Impetus

It is often the big events which give new impetus to a project or a lagging goal.

I was busy before the pandemic and now I have a very busy life. So far COVID 19 related lockdown has been a blur of work, babysitting, house cleaning, logistics. I know I am not alone and many people have even more to do than me. I also know some people are going through this lockdown with no work and no children to worry over. I wonder what that’s like??…..But I digress.

Impetus itself is a mid 17th century word from Latin. It comes from impetere ‘assail’, from in- ‘towards’ + petere ‘seek’. This suggests a searching and overcoming of obstacles. Impetus is often an externally generated thing in my life. I wish it was more internally driven.

Start of a new streak. Here’s hoping I have the impetus to keep it going for at least 30 days.

Keep well and happy Monday chimps.

Mourning the end of a streak

For a few days I couldn’t write. I don’t believe in writers block, but exhaustion and overload are real and encourage resistance to create.

We are all in the middle of a war. The global pandemic is spreading. As much as it is a war against a terrible disease, it is also an assault on the senses. A drain on our energy if we succumb to the non stop media coverage. It grabs attention. The media distraction is only exacerbated by young children and old grandparents relying on my wife and I to help navigate the family. It has been a load and for three days it squeezed any bandwidth I had for writing right out of my mind.

[Source information]
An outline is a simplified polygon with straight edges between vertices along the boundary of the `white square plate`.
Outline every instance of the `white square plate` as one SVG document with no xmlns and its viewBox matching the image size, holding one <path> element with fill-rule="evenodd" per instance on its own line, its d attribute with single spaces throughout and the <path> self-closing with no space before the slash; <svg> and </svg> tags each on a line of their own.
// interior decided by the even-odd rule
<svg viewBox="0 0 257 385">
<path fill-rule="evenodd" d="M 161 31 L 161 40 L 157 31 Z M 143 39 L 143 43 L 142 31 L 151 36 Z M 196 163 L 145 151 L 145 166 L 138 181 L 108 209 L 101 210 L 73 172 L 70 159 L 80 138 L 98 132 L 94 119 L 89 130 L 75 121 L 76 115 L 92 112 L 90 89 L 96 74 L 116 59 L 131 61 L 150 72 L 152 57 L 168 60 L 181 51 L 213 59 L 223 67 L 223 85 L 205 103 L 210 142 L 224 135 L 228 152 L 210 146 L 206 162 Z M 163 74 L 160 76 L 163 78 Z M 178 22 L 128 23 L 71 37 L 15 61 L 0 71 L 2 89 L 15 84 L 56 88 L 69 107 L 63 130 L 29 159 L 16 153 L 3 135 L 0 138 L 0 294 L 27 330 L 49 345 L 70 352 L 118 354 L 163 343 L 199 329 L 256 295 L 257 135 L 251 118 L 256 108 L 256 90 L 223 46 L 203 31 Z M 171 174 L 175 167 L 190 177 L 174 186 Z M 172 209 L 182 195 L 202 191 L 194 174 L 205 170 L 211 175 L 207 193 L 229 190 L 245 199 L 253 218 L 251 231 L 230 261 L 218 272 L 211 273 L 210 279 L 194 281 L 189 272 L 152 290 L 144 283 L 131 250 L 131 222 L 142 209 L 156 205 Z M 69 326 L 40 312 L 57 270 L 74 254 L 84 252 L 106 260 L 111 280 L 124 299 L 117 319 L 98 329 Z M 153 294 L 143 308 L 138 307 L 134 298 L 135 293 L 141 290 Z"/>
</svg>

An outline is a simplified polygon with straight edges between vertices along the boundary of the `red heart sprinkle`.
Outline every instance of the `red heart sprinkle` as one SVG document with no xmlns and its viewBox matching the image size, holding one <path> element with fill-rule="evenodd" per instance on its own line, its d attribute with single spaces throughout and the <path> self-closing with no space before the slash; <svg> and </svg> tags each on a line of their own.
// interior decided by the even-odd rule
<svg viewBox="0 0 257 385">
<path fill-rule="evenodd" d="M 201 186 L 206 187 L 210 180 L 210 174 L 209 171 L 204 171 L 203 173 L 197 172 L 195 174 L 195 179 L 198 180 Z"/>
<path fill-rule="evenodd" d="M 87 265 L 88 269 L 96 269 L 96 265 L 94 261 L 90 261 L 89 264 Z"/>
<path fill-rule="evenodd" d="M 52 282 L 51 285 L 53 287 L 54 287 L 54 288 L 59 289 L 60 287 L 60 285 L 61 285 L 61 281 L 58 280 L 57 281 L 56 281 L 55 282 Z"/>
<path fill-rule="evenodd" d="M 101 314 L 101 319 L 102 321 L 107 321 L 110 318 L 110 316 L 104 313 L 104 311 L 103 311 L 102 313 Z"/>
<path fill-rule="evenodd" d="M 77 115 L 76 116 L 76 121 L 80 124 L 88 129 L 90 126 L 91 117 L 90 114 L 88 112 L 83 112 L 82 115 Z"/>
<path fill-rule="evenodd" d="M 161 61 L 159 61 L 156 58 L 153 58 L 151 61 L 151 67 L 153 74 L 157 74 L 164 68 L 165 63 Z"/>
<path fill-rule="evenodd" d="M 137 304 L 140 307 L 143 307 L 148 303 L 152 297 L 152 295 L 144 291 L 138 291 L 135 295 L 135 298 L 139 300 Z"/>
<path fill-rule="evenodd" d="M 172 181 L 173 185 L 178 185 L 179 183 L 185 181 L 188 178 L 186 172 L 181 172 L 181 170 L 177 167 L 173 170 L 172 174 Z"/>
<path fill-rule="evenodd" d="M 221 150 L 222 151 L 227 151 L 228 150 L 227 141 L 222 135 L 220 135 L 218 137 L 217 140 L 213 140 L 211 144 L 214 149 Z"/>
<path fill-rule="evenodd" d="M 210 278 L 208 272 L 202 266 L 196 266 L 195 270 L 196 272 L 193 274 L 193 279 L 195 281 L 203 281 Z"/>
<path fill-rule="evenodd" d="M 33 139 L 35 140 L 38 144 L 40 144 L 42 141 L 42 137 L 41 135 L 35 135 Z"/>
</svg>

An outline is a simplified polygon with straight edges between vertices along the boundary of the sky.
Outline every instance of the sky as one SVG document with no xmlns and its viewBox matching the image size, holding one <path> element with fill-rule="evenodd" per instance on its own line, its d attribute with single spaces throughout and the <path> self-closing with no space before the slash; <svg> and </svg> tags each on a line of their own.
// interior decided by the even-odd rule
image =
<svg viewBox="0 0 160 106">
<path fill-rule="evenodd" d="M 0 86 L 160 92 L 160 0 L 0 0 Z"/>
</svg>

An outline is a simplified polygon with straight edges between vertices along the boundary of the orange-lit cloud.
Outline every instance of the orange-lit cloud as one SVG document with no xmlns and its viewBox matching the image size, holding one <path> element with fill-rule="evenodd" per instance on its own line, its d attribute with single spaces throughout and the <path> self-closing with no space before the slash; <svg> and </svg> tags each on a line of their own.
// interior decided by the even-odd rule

[What the task asks]
In the text about impetus, which Latin word is "impetus" said to come from?

[Answer space]
It comes from impetere, meaning "assail."